TEXT PROVIDED
-- Start --

The Spending Review offers hope for hard pressed local councils and a clearer commitment to levelling up, though it will still leave the sector worse off than it was a decade ago, meaning further pressure to balance the books despite rising demands, says Robert Stoneman, Service Director at GlobalData.
With a more generous real-terms rise in departmental budgets than many expected, yesterday’s Budget and Spending Review (SR21) finally offered councils a glimpse of a post-austerity world. The Chancellor, Rishi Sunak, promised the sector the “largest increase in core funding for over a decade”, something that will be welcome considering it has faced cuts totalling £15bn in real-terms since 2010.
However, when taken in the context of a decade of austerity, the headline grabbing figures promise evolution, not revolution, when it comes to councils’ ability to spend. This blog will outline the major announcements and establish what it all means for technology suppliers to local government, as well as highlighting some tech tidbits that slipped under the radar.

-- End --

GIVEN RECORDS

-- Start --

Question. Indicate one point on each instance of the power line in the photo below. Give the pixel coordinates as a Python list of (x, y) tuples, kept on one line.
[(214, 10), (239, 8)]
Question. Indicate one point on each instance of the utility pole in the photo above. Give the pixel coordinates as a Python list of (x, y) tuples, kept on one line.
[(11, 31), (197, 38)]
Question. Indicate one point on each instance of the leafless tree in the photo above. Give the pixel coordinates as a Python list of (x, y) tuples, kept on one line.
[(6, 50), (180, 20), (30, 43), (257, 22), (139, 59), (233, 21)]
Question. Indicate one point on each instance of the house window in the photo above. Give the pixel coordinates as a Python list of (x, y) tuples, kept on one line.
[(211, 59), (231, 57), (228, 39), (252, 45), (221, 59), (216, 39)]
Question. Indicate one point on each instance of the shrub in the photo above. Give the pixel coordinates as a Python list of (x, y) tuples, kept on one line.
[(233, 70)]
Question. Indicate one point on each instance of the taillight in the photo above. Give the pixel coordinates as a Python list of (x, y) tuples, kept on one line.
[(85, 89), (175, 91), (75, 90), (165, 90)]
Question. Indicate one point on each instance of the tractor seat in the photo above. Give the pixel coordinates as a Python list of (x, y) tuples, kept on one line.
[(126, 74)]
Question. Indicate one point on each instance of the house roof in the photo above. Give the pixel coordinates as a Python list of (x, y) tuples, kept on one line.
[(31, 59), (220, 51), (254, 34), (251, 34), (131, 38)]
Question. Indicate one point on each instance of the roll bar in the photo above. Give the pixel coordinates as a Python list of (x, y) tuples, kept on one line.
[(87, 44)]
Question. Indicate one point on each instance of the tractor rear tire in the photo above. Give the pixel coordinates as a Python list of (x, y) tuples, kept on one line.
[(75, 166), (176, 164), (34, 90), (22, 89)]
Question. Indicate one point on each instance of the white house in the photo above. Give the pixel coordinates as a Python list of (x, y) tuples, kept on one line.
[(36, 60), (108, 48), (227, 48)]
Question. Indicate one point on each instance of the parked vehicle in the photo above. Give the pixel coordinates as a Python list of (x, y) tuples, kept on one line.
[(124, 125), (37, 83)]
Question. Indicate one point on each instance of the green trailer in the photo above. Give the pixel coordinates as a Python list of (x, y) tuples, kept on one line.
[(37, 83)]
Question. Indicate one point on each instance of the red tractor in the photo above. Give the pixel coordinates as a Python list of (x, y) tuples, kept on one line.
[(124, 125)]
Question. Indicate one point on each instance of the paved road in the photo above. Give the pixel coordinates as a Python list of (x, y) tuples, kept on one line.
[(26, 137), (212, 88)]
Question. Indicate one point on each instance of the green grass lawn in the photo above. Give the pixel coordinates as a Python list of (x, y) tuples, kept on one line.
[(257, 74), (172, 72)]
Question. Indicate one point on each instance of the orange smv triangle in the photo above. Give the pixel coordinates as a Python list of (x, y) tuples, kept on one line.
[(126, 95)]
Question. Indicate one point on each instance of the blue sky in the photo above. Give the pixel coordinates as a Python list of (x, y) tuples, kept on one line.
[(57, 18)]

-- End --

THE TASK
According to the text on the Spending Review, what real-terms cuts has the local council sector faced since 2010?

EXERCISE OUTPUT
Cuts totalling £15bn in real terms.